Data provided:
= = = = = = =
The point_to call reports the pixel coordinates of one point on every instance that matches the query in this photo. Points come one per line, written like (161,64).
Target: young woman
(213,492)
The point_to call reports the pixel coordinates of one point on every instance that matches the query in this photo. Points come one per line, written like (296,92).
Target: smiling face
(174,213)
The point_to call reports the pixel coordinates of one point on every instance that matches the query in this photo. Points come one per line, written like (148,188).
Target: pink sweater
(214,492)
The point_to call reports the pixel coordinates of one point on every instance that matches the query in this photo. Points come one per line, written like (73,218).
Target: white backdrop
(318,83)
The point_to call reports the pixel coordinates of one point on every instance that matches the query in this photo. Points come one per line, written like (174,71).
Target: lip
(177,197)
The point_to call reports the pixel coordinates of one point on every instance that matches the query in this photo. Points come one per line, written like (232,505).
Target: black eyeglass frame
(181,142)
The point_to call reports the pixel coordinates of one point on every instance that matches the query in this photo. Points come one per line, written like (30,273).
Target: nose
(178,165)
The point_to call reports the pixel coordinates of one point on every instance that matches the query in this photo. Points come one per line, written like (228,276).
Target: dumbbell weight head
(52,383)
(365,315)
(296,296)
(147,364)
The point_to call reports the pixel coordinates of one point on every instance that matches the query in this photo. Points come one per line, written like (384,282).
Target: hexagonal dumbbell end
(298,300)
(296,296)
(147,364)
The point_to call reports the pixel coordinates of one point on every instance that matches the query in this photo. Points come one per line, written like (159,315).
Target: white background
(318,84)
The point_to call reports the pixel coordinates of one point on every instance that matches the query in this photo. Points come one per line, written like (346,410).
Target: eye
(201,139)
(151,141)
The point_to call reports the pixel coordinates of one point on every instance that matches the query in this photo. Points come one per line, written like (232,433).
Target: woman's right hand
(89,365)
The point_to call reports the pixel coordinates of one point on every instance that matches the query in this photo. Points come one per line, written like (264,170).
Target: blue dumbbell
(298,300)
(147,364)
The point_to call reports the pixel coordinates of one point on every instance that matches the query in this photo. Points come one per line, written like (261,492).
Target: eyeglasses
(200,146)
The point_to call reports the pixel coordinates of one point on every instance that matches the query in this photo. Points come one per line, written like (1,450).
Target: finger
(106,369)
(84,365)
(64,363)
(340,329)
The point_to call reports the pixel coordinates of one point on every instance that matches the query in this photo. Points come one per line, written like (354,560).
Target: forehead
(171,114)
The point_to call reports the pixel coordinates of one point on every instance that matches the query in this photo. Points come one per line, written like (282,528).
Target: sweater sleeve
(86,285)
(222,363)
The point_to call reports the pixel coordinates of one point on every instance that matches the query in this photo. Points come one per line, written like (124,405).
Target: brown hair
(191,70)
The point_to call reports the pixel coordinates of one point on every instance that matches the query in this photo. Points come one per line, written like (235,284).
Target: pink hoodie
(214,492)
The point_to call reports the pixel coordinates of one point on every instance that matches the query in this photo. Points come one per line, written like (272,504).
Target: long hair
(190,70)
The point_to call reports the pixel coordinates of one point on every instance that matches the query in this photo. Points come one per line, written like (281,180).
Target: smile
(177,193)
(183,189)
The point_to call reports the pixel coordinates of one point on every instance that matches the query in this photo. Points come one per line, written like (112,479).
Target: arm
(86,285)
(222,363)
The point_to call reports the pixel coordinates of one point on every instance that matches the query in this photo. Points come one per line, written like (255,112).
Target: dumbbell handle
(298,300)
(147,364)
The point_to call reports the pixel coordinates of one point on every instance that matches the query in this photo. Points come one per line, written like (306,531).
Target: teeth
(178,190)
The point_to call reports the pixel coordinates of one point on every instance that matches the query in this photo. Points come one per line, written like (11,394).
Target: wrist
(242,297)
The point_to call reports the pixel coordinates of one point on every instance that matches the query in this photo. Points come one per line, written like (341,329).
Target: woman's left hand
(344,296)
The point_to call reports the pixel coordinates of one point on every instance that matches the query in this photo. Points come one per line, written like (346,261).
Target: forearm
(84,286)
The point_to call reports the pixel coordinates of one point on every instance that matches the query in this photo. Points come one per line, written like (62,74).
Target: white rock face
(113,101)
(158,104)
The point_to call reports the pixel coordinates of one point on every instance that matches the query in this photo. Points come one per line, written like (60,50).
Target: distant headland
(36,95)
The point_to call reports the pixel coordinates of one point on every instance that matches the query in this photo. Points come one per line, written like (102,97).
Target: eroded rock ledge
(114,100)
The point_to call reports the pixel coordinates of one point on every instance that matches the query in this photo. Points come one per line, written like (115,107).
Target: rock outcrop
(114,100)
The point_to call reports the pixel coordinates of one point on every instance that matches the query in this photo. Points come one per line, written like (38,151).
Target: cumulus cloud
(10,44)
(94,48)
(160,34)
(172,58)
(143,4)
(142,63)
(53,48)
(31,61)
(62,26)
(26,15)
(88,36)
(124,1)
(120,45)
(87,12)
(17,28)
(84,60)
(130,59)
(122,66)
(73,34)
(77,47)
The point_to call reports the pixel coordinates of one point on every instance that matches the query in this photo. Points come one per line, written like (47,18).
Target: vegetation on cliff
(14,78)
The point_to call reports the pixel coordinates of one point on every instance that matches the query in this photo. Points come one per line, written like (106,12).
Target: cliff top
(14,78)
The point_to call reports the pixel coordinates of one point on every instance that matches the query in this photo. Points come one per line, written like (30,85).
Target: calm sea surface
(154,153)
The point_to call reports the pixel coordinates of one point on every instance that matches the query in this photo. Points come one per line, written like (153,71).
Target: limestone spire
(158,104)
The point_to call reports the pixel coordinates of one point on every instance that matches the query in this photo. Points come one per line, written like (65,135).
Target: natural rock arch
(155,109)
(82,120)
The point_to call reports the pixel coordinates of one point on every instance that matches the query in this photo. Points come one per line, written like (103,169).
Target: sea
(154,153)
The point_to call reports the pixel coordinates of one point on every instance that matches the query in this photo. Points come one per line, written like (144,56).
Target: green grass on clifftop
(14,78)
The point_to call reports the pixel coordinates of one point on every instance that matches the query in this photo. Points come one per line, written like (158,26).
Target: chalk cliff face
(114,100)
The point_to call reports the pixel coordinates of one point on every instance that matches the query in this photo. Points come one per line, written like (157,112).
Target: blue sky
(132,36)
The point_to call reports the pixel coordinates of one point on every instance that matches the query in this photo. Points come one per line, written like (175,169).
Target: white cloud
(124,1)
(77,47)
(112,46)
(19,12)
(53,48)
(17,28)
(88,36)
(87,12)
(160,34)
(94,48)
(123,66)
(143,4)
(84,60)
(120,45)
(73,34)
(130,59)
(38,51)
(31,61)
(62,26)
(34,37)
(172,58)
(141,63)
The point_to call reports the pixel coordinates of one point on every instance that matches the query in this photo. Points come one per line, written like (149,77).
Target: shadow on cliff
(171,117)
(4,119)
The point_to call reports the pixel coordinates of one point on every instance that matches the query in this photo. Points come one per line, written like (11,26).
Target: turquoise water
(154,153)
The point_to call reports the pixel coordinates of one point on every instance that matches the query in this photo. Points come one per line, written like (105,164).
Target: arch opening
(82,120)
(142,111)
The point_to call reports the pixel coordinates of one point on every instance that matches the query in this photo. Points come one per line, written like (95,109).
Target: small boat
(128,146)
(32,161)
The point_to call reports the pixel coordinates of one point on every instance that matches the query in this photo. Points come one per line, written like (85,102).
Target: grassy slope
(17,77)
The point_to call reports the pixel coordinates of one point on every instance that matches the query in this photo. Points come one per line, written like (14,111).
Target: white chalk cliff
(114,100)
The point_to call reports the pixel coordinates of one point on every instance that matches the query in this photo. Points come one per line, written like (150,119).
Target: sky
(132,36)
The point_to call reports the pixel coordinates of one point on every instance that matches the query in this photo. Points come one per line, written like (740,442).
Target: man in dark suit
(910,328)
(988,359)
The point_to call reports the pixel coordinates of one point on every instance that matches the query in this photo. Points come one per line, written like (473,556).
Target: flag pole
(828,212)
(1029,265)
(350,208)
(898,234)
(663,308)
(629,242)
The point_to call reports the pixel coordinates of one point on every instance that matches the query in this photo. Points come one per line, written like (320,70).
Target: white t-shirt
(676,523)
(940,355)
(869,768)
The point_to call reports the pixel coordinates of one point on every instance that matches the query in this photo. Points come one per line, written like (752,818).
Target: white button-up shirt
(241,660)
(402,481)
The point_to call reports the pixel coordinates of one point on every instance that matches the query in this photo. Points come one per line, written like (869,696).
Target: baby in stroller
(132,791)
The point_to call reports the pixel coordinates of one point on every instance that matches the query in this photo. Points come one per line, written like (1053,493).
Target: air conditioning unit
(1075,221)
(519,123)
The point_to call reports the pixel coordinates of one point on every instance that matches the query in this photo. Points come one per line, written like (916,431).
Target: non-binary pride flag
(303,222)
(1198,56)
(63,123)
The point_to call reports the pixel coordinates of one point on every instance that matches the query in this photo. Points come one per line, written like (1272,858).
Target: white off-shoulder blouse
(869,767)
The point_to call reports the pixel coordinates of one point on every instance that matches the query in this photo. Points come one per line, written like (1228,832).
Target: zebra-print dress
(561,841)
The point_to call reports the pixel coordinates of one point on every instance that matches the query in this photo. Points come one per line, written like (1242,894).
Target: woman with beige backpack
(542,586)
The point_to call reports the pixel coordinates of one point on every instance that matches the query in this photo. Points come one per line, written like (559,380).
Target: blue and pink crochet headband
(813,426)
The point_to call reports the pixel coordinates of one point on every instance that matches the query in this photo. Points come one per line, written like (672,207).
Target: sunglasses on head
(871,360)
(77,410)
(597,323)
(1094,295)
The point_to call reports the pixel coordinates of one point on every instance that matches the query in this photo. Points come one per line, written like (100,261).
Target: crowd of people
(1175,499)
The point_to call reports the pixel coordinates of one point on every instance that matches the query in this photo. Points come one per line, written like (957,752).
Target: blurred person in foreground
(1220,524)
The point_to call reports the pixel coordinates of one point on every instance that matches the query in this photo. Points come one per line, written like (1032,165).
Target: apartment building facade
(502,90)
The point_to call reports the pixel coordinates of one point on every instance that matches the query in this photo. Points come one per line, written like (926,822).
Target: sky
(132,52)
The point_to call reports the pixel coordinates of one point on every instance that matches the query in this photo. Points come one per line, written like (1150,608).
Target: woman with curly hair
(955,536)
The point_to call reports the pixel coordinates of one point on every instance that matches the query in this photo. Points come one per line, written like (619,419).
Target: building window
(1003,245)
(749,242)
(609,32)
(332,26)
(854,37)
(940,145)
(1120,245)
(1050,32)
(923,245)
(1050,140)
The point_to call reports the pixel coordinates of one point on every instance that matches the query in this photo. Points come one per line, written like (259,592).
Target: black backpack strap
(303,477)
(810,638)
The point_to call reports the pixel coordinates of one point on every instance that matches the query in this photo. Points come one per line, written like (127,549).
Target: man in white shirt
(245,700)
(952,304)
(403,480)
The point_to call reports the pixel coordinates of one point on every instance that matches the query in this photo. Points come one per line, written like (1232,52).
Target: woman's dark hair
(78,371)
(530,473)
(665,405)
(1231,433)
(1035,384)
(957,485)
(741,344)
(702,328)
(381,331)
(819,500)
= = = = = = =
Your goal: Could you set down, word for word, only the lines above from the line with "written like (144,56)." to the line with "written like (175,169).", including both?

Solution to the problem:
The point_to call reports the pixel coordinates of one point on every instance that matches the query in this photo. Points come one per line, written like (144,56).
Target: green grass on clifftop
(14,78)
The point_to call reports the pixel coordinates of one point on every instance that matches the query in this photo. Points come one per line, written like (158,26).
Target: chalk cliff face
(114,100)
The point_to call reports the pixel coordinates of one point on every instance that matches the query in this photo. Points come one per line, written like (157,112).
Target: blue sky
(132,36)
The point_to call reports the pixel coordinates of one point on every instance that matches the query in this photo. Points come one per line, written like (175,169).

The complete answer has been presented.